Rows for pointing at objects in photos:
## Begin
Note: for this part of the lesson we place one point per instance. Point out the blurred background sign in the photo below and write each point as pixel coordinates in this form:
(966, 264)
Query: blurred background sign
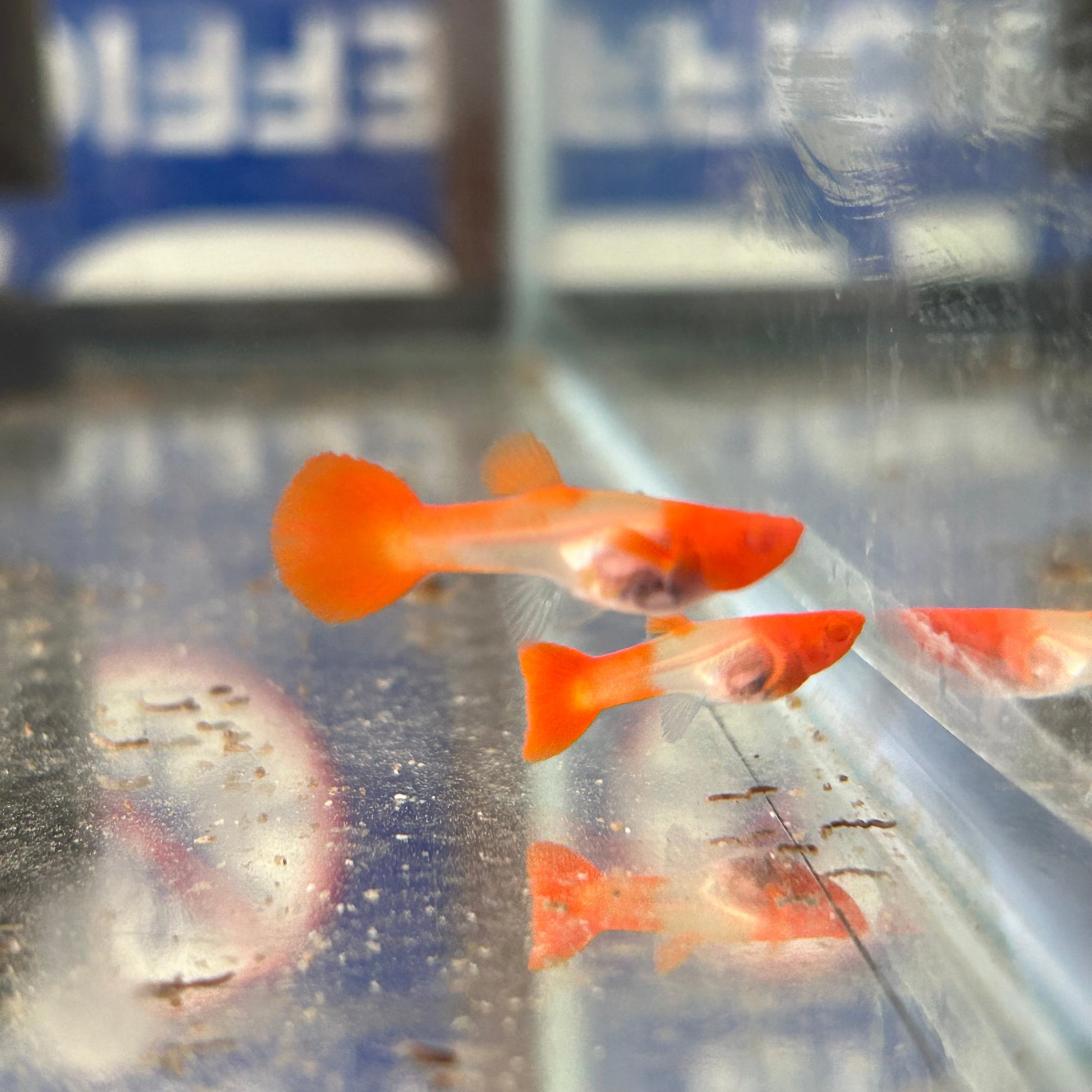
(247, 149)
(707, 144)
## End
## [SET PROBLEM]
Reproduce each of the rows above word for word, omitting the pictures.

## [ANSWER TO THE PROBLEM]
Note: for this part of the lesson we place one point per instance. Point out the blurred background sign in the photo below and write each point as pixel coordinates in this form:
(966, 264)
Query: blurred background sign
(247, 149)
(707, 144)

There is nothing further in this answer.